## EXERCISE INSTRUCTIONS
Reproduce the items word for word, starting at the line containing "Keypoint rule: one marker on every instance of the blanket" and ending with the last of them.

-----

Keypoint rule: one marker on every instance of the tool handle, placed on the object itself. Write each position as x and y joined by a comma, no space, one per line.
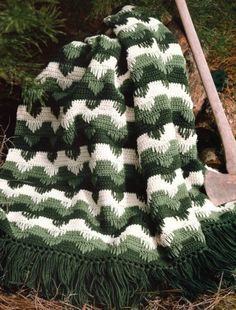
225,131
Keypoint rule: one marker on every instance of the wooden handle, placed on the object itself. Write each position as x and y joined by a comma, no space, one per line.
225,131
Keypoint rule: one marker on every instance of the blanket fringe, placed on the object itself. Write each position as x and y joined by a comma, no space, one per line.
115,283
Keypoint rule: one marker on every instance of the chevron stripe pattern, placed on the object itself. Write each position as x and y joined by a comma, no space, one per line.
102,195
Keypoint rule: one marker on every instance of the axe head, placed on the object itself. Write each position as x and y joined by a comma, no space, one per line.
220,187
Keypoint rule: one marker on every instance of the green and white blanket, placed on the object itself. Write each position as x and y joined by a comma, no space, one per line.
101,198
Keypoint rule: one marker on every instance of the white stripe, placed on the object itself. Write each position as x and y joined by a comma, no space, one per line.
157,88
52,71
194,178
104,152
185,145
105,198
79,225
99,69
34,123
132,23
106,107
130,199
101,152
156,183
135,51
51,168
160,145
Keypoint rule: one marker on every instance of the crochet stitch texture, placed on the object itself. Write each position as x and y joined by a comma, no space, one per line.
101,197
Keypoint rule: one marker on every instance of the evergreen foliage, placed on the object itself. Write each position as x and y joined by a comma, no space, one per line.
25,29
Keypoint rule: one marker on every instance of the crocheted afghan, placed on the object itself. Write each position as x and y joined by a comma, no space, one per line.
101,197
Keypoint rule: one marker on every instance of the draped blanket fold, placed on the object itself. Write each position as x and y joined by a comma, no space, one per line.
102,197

-----

## ANSWER TO THIS TASK
Keypoint rule: one marker on every instance of the blanket fringe, placed on the object itself. Write each position as x and y joined by a comma, no space, one per line.
115,283
Keypoint rule: one marker on every instance of the chevron stripe pattern, placed on the object itself. Write each position as x and y joined by a comma, no space, one per line.
102,195
Keypoint rule: one marker on every instance of the axe head, placed on the object itself. Write each position as x and y joined by a comma, no space, one per line.
220,187
Keypoint rule: one marker on every instance of the green and white blanket, placed on the object itself. Write each position as x and y joined by a comma, no space, one per line.
101,198
Keypoint rule: one marker on every instance of the white stripe, placed on the object itself. Write each position as x and y joined by a comma, no space, one per line.
157,88
52,71
194,178
104,152
185,145
105,198
79,225
99,69
34,123
132,23
106,107
130,199
101,152
156,183
135,51
51,168
160,145
Keypoint rule: one marker on every instance of the crochet stitch texture, placed on the object itself. Write each position as x and y joined by a comma, no space, one per line.
101,197
Keypoint rule: one marker on every instance of the evergreen foliage, placed on the object itself. Write each position as x and y joined by a comma, no space, one per line.
25,29
Keypoint rule: one marker on every instance of the crocheted afghan, placed on the object itself. Write each position as x and y joined by a comma, no space, one per line.
101,197
Keypoint rule: one marker on every instance of the draped blanket fold, placed on the object itself. Write each position as x and y joined by a comma, no space, one per line.
102,197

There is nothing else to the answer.